> _JOB_:
Can you retype the DevOps portfolio text word for word, from its heading to the final line of the diagram?

> _TEXT PASSAGE_:
* START *

DevOps Portfolio

A collection of infrastructure and platform engineering projects built on AWS. Each project is maintained in a private repository — this page documents the architecture, design decisions, and tech stack for interview and review purposes.

Projects

#	Project	Repo	Status
1	AWS VPC & IAM Infrastructure	project_vpc_iam (private)	Complete
2	EKS Platform	project_app_infra (private)	In Progress
3	ArgoCD GitOps	TBD	Planned
4	Observability Stack (Loki, Fluent Bit, Thanos)	TBD	Planned

1. AWS VPC & IAM Infrastructure

Provisions the base network and IAM foundation on AWS using Terraform, with a fully automated CI/CD pipeline running on ephemeral ECS Fargate runners.

Repo: github.com/Ajay0696/project_vpc_iam (private)

Architecture

GitHub Actions
  workflow_job.queued
        │
        ▼
  API Gateway (HTTP)
        │
        ▼
  Lambda (Python)
  - Validates HMAC signature
  - Gets runner registration token via Fine-Grained PAT
  - Calls ecs:RunTask with token injected as env var
        │
        ▼
┌───────────────────────────────────────┐
│  Runner VPC (10.1.0.0/16)  CloudFormation-managed  │
│                                       │
│  ECS Fargate Task (ephemeral runner)  │
│  - Registers with GitHub              │
│  - Runs Terraform job                 │
│  - Exits and deregisters              │
└───────────────┬───────────────────────┘
                │ GitHub OIDC token
                ▼
      ┌──────────────────┐
      │   AWS STS        │
      │  (verify token,  │
      │  return creds)   │
      └────────┬─────────┘
               │ Temporary credentials (1hr)

* END *

> _DATASET_:

* START *

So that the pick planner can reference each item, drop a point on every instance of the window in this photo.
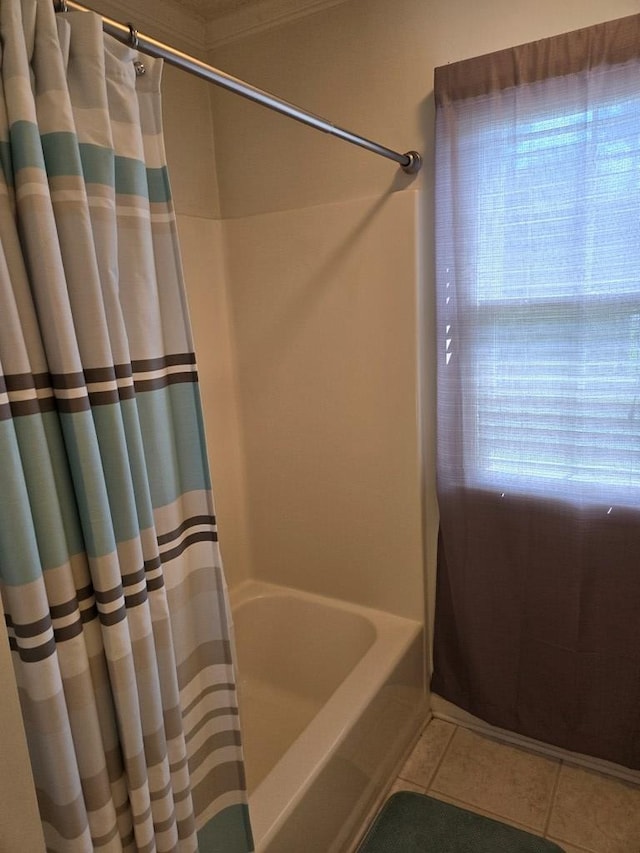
(538, 311)
(542, 273)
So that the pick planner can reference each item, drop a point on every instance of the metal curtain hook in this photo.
(133, 36)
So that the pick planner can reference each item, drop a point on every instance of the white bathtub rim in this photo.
(276, 797)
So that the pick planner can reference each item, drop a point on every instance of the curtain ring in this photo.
(133, 36)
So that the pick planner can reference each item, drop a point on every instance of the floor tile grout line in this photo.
(480, 810)
(438, 763)
(552, 799)
(441, 759)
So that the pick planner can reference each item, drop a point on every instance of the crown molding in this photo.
(259, 16)
(163, 20)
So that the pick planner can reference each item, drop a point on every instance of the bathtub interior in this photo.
(331, 696)
(293, 655)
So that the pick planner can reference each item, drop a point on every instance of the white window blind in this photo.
(538, 272)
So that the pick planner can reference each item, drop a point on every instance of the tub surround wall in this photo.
(323, 307)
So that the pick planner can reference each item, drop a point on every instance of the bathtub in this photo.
(331, 695)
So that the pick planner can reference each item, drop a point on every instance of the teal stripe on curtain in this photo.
(97, 164)
(175, 414)
(31, 451)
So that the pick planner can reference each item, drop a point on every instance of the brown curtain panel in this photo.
(537, 626)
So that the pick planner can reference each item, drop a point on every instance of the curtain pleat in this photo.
(112, 585)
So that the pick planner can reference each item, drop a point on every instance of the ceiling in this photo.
(212, 9)
(199, 26)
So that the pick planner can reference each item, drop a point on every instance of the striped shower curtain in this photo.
(113, 592)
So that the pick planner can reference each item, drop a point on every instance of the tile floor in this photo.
(582, 811)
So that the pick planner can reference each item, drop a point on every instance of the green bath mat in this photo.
(415, 823)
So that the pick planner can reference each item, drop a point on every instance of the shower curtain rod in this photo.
(410, 162)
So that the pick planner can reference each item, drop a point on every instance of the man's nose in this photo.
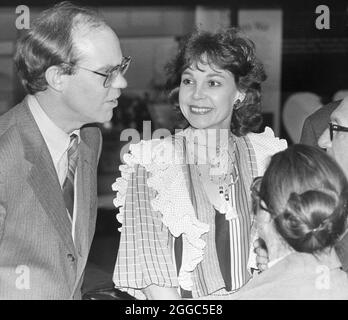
(324, 141)
(119, 82)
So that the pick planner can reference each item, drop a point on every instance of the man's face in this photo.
(84, 96)
(338, 147)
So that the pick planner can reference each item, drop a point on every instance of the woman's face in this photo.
(206, 96)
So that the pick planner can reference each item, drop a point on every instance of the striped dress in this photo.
(201, 253)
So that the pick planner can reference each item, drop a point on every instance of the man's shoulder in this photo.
(324, 112)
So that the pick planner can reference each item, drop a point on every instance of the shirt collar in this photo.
(56, 139)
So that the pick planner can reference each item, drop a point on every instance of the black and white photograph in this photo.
(187, 151)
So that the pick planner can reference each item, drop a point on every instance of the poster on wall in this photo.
(264, 27)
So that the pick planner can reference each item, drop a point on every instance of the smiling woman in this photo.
(186, 208)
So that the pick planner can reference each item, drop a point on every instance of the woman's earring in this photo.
(237, 104)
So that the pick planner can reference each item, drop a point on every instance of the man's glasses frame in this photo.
(113, 73)
(335, 127)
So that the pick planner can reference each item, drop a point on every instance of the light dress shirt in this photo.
(57, 142)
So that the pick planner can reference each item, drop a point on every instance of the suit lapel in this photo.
(83, 236)
(42, 176)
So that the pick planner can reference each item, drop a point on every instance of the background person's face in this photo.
(338, 147)
(85, 96)
(207, 96)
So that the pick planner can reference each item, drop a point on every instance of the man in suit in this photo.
(72, 66)
(334, 138)
(316, 123)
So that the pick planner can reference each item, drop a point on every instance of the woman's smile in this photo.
(200, 110)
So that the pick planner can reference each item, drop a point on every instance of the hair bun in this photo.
(307, 222)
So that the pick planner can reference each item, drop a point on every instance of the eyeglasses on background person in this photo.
(335, 127)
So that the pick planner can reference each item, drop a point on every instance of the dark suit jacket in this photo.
(38, 258)
(316, 123)
(299, 276)
(313, 128)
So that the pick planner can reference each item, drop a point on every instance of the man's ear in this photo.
(266, 216)
(54, 78)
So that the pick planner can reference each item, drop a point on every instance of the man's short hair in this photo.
(50, 42)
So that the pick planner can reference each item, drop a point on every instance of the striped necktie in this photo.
(68, 185)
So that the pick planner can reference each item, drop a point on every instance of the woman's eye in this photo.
(213, 83)
(186, 81)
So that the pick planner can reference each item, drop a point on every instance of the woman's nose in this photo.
(198, 92)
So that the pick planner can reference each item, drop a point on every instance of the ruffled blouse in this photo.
(155, 204)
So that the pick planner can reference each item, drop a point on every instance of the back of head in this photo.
(306, 193)
(50, 42)
(226, 49)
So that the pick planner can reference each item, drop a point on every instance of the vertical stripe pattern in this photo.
(145, 254)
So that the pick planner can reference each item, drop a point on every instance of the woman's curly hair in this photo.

* END *

> _RESPONSE_:
DevOps Portfolio

A collection of infrastructure and platform engineering projects built on AWS. Each project is maintained in a private repository — this page documents the architecture, design decisions, and tech stack for interview and review purposes.

Projects

#	Project	Repo	Status
1	AWS VPC & IAM Infrastructure	project_vpc_iam (private)	Complete
2	EKS Platform	project_app_infra (private)	In Progress
3	ArgoCD GitOps	TBD	Planned
4	Observability Stack (Loki, Fluent Bit, Thanos)	TBD	Planned

1. AWS VPC & IAM Infrastructure

Provisions the base network and IAM foundation on AWS using Terraform, with a fully automated CI/CD pipeline running on ephemeral ECS Fargate runners.

Repo: github.com/Ajay0696/project_vpc_iam (private)

Architecture

GitHub Actions
  workflow_job.queued
        │
        ▼
  API Gateway (HTTP)
        │
        ▼
  Lambda (Python)
  - Validates HMAC signature
  - Gets runner registration token via Fine-Grained PAT
  - Calls ecs:RunTask with token injected as env var
        │
        ▼
┌───────────────────────────────────────┐
│  Runner VPC (10.1.0.0/16)  CloudFormation-managed  │
│                                       │
│  ECS Fargate Task (ephemeral runner)  │
│  - Registers with GitHub              │
│  - Runs Terraform job                 │
│  - Exits and deregisters              │
└───────────────┬───────────────────────┘
                │ GitHub OIDC token
                ▼
      ┌──────────────────┐
      │   AWS STS        │
      │  (verify token,  │
      │  return creds)   │
      └────────┬─────────┘
               │ Temporary credentials (1hr)